- [Source text]
##########
Metadata-Version: 2.4
Name: cassandra-dali-plugin
Version: 1.3.0a4
Summary: Cassandra data loader for ML pipelines
Author-email: Francesco Versaci <francesco.versaci@gmail.com>, Giovanni Busonera <giovanni.busonera@crs4.it>
License: Apache-2.0
Project-URL: Homepage, https://github.com/crs4/cassandra-dali-plugin
Project-URL: Repository, https://github.com/crs4/cassandra-dali-plugin
Classifier: Programming Language :: Python :: 3
Classifier: Operating System :: OS Independent
Classifier: Topic :: Scientific/Engineering
Classifier: Intended Audience :: Science/Research
Requires-Python: <3.14,>=3.11
Description-Content-Type: text/markdown
License-File: LICENSE
Requires-Dist: boto3>=1.42.77
Requires-Dist: cassandra-driver>=3.29.3
Requires-Dist: clize>=5.0.2
Requires-Dist: ipython>=9.10.1
Requires-Dist: nvidia-dali-cuda120==2.0
Requires-Dist: pandas>=3.0.1
Requires-Dist: pillow>=12.1.1
Requires-Dist: tqdm>=4.67.3
Dynamic: license-file

# Cassandra plugin for NVIDIA DALI

## Overview

This plugin enables data loading from an [Apache Cassandra NoSQL
database](https://cassandra.apache.org) to [NVIDIA Data Loading
Library (DALI)](https://github.com/NVIDIA/DALI) (which can be used to
load and preprocess images for PyTorch or TensorFlow).
##########
- [Data extract]
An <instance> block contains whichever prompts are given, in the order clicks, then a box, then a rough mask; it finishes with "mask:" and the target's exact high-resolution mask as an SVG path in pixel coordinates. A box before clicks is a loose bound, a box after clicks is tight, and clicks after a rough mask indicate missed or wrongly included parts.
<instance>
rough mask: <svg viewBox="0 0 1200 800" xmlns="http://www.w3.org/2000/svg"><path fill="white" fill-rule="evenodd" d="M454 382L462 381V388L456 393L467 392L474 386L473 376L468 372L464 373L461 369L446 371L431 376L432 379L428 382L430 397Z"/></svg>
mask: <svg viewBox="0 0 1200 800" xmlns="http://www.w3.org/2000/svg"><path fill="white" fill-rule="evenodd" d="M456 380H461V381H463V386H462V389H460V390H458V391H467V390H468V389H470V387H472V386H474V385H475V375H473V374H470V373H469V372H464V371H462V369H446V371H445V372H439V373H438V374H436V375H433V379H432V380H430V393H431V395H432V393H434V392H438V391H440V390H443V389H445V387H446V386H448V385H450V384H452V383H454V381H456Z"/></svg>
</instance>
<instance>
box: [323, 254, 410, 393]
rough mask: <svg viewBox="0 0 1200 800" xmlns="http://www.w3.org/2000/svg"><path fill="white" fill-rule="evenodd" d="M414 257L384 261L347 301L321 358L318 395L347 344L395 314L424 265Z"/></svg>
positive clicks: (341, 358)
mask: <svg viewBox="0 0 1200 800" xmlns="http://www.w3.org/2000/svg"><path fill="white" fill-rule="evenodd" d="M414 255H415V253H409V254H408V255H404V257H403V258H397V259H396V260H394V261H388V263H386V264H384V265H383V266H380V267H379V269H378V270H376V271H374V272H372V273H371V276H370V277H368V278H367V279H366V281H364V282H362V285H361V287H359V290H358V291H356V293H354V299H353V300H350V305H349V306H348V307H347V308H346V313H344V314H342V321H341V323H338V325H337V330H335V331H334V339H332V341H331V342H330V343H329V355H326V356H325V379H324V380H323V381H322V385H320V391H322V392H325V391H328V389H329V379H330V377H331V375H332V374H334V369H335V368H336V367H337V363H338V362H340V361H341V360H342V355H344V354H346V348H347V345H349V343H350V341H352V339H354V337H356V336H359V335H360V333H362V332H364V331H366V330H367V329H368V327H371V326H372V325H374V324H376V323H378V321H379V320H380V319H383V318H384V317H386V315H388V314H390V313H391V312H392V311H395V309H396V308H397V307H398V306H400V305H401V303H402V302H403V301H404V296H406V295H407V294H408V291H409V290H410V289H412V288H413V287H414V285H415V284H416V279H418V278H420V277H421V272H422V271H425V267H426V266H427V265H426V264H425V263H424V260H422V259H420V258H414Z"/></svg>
##########
- [What is required]
Please revise the stretch of the Cassandra plugin description from "## Overview" through "PyTorch or TensorFlow).", putting "JAX" wherever "PyTorch" appears.

- [Response to this exercise]
## Overview

This plugin enables data loading from an [Apache Cassandra NoSQL
database](https://cassandra.apache.org) to [NVIDIA Data Loading
Library (DALI)](https://github.com/NVIDIA/DALI) (which can be used to
load and preprocess images for JAX or TensorFlow).